** Problem details **
Pick out every line below that contains the string "texture" and copy each one in full.

▼

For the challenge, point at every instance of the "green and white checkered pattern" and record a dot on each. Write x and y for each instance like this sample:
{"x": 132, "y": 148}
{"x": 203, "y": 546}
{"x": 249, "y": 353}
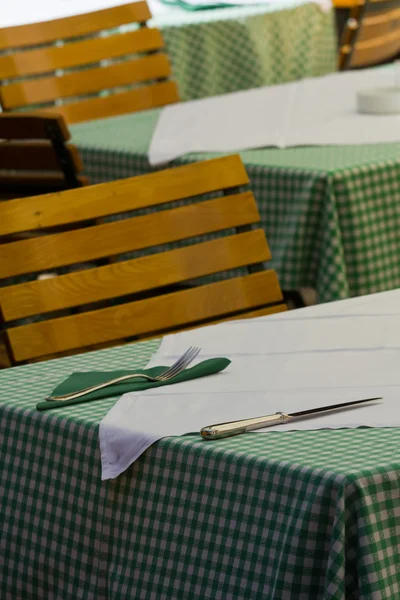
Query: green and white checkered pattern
{"x": 331, "y": 214}
{"x": 283, "y": 516}
{"x": 224, "y": 50}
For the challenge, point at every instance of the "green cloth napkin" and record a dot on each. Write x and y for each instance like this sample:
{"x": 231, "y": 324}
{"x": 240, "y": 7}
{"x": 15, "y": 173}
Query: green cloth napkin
{"x": 79, "y": 381}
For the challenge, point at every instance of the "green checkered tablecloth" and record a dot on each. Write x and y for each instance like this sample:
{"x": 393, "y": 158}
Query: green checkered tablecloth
{"x": 331, "y": 214}
{"x": 273, "y": 516}
{"x": 224, "y": 50}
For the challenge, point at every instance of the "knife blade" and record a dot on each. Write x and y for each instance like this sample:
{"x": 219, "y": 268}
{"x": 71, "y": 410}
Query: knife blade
{"x": 221, "y": 430}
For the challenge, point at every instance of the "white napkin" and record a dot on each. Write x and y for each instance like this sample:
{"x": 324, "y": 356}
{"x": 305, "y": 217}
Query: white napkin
{"x": 318, "y": 111}
{"x": 314, "y": 357}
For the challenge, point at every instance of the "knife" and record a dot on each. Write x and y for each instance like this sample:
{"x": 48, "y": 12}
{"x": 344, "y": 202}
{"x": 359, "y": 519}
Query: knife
{"x": 221, "y": 430}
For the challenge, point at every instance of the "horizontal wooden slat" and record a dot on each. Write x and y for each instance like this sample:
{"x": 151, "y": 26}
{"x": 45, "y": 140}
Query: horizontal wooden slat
{"x": 84, "y": 82}
{"x": 143, "y": 98}
{"x": 32, "y": 126}
{"x": 134, "y": 193}
{"x": 48, "y": 59}
{"x": 32, "y": 156}
{"x": 133, "y": 276}
{"x": 158, "y": 314}
{"x": 75, "y": 26}
{"x": 126, "y": 235}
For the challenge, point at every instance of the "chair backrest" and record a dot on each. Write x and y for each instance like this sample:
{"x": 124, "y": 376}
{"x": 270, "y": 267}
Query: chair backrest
{"x": 86, "y": 65}
{"x": 209, "y": 232}
{"x": 34, "y": 156}
{"x": 371, "y": 35}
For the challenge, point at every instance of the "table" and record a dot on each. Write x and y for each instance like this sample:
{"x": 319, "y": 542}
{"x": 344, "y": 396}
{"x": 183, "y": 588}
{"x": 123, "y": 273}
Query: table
{"x": 304, "y": 515}
{"x": 331, "y": 214}
{"x": 224, "y": 50}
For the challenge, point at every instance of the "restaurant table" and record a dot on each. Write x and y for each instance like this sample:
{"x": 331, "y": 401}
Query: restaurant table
{"x": 331, "y": 214}
{"x": 222, "y": 50}
{"x": 300, "y": 515}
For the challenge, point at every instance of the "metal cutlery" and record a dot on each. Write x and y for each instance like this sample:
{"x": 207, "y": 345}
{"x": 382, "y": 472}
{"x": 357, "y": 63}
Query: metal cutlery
{"x": 179, "y": 366}
{"x": 221, "y": 430}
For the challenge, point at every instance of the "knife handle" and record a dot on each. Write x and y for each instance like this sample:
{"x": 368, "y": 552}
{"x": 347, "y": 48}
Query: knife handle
{"x": 221, "y": 430}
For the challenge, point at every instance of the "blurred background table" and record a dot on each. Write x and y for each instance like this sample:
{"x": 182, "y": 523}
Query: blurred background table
{"x": 331, "y": 214}
{"x": 223, "y": 50}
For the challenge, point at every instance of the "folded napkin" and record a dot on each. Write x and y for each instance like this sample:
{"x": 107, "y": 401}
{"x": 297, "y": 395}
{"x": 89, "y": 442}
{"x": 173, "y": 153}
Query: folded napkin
{"x": 79, "y": 381}
{"x": 318, "y": 111}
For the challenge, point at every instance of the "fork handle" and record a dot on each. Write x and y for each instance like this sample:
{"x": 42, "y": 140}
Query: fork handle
{"x": 100, "y": 386}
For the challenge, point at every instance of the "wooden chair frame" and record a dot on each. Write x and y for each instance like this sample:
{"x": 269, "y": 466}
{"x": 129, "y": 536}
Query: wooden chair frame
{"x": 27, "y": 141}
{"x": 156, "y": 292}
{"x": 85, "y": 67}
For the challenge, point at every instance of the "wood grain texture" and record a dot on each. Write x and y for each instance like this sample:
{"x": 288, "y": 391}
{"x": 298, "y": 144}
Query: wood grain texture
{"x": 143, "y": 98}
{"x": 109, "y": 239}
{"x": 80, "y": 83}
{"x": 34, "y": 126}
{"x": 133, "y": 276}
{"x": 134, "y": 193}
{"x": 159, "y": 314}
{"x": 34, "y": 156}
{"x": 75, "y": 26}
{"x": 50, "y": 58}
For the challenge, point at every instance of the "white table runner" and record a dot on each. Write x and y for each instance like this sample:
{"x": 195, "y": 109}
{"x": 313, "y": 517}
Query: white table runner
{"x": 318, "y": 111}
{"x": 308, "y": 358}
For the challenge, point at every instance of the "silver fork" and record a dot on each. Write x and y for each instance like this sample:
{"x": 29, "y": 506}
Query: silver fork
{"x": 178, "y": 366}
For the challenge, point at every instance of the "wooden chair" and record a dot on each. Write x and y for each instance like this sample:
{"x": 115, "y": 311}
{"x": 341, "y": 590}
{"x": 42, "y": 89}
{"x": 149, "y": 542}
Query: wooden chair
{"x": 371, "y": 34}
{"x": 34, "y": 156}
{"x": 137, "y": 297}
{"x": 83, "y": 67}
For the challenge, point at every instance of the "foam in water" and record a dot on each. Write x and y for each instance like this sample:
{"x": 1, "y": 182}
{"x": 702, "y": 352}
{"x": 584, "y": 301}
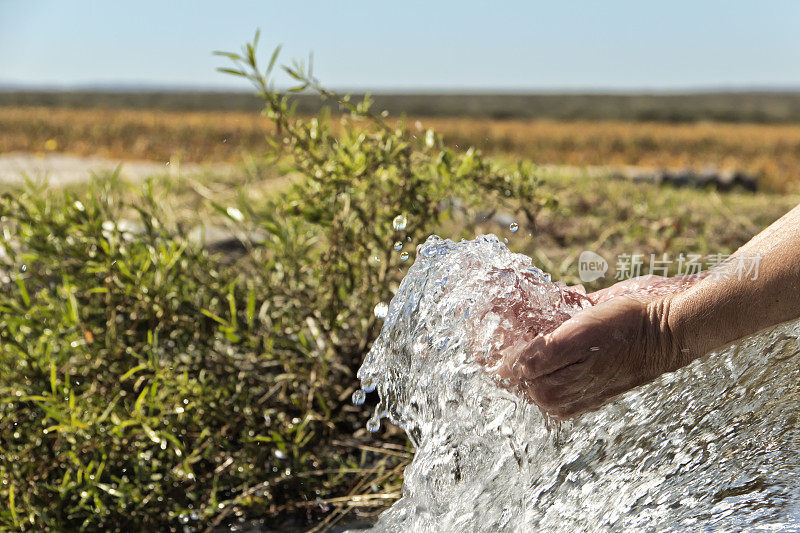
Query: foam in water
{"x": 715, "y": 445}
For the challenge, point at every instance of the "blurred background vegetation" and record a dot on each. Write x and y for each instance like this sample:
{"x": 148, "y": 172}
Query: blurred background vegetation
{"x": 181, "y": 351}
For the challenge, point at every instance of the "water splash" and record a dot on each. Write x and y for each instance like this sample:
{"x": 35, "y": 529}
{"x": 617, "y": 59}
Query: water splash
{"x": 715, "y": 445}
{"x": 399, "y": 222}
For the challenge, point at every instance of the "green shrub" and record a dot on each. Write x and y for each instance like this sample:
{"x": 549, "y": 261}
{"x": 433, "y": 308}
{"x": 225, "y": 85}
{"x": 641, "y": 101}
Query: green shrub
{"x": 148, "y": 383}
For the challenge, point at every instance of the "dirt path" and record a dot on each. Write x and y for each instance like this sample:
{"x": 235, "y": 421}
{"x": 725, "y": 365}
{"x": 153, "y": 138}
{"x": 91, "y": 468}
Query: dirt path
{"x": 64, "y": 169}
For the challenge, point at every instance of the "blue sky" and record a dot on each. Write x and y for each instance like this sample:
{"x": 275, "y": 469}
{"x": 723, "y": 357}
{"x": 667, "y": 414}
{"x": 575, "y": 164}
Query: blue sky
{"x": 410, "y": 45}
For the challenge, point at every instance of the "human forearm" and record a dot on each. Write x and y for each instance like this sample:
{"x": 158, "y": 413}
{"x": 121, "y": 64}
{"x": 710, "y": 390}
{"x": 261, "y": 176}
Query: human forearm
{"x": 730, "y": 305}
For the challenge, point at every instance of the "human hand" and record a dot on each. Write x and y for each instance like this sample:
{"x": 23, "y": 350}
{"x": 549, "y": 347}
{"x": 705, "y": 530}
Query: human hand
{"x": 625, "y": 340}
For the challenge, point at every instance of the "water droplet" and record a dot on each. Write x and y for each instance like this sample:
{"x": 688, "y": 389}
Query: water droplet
{"x": 430, "y": 138}
{"x": 373, "y": 424}
{"x": 359, "y": 396}
{"x": 381, "y": 310}
{"x": 399, "y": 223}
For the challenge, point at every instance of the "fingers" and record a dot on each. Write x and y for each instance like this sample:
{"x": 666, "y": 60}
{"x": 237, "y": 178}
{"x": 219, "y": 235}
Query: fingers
{"x": 625, "y": 287}
{"x": 570, "y": 343}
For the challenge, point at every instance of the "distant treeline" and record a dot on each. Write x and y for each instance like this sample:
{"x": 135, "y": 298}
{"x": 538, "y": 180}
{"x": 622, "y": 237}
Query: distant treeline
{"x": 764, "y": 107}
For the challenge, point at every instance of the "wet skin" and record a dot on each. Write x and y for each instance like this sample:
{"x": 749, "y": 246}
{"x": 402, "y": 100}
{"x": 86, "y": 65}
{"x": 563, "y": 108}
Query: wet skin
{"x": 641, "y": 328}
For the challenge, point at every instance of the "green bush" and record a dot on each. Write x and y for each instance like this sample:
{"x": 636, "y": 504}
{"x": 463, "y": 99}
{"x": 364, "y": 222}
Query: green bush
{"x": 146, "y": 382}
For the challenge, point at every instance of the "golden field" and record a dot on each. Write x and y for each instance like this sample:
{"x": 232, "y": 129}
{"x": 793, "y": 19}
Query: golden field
{"x": 769, "y": 151}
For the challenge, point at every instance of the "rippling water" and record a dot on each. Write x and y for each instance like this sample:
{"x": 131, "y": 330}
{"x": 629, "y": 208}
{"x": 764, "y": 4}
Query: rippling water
{"x": 714, "y": 446}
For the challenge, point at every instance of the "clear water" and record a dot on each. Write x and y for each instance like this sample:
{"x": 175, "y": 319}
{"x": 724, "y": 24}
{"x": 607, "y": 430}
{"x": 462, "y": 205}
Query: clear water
{"x": 714, "y": 446}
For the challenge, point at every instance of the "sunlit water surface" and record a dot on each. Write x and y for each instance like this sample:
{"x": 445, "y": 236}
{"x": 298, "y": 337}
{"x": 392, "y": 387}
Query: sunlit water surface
{"x": 714, "y": 446}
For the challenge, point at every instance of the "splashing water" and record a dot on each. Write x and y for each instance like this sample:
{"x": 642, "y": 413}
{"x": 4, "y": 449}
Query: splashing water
{"x": 715, "y": 445}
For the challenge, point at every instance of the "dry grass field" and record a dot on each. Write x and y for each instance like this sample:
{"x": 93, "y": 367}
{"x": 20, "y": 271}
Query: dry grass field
{"x": 769, "y": 151}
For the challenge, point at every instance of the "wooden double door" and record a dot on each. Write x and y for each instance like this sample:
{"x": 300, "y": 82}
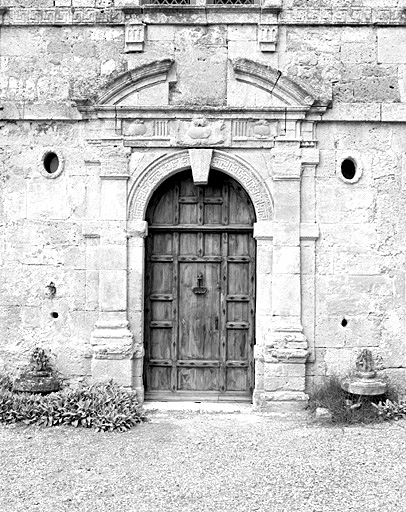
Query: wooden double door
{"x": 200, "y": 291}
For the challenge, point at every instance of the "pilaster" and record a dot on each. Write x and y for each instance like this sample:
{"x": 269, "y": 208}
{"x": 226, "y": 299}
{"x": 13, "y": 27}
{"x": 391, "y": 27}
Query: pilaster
{"x": 284, "y": 350}
{"x": 111, "y": 339}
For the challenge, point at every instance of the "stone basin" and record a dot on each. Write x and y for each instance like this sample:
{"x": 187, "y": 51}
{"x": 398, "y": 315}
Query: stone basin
{"x": 36, "y": 382}
{"x": 364, "y": 386}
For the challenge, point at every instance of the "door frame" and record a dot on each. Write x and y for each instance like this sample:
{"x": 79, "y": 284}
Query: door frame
{"x": 226, "y": 296}
{"x": 140, "y": 194}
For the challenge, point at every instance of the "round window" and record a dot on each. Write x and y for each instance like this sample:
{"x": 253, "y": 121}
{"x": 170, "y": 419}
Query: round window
{"x": 51, "y": 164}
{"x": 349, "y": 167}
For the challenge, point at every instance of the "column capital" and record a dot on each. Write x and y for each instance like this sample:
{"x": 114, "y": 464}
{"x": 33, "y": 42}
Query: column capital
{"x": 137, "y": 229}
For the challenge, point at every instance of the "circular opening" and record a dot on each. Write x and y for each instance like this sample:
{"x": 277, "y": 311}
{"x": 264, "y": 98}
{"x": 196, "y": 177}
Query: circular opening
{"x": 51, "y": 163}
{"x": 348, "y": 169}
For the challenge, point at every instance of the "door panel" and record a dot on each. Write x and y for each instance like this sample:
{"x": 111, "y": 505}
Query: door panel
{"x": 200, "y": 291}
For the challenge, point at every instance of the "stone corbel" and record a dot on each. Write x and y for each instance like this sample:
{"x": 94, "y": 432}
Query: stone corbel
{"x": 268, "y": 37}
{"x": 200, "y": 160}
{"x": 137, "y": 229}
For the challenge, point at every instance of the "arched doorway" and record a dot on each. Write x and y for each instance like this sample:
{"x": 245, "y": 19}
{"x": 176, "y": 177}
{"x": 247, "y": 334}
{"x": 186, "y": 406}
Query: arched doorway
{"x": 199, "y": 291}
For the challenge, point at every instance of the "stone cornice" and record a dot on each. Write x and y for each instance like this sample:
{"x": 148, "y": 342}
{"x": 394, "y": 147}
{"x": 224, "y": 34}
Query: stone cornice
{"x": 207, "y": 14}
{"x": 265, "y": 231}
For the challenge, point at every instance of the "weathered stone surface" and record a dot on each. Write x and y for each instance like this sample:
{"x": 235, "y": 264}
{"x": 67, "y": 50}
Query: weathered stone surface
{"x": 328, "y": 250}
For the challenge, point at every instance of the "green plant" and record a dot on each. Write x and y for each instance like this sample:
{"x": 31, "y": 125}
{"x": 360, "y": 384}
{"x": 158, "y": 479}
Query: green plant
{"x": 103, "y": 406}
{"x": 40, "y": 360}
{"x": 346, "y": 408}
{"x": 6, "y": 382}
{"x": 389, "y": 410}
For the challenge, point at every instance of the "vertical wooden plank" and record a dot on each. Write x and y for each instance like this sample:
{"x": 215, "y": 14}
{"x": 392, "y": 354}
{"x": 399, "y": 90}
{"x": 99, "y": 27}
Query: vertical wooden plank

▲

** Result of the exercise **
For the challenge, point at every instance of the "wood grain texture" and record a dot on each. Write x and y for each instance like this sample:
Query: wood grain texture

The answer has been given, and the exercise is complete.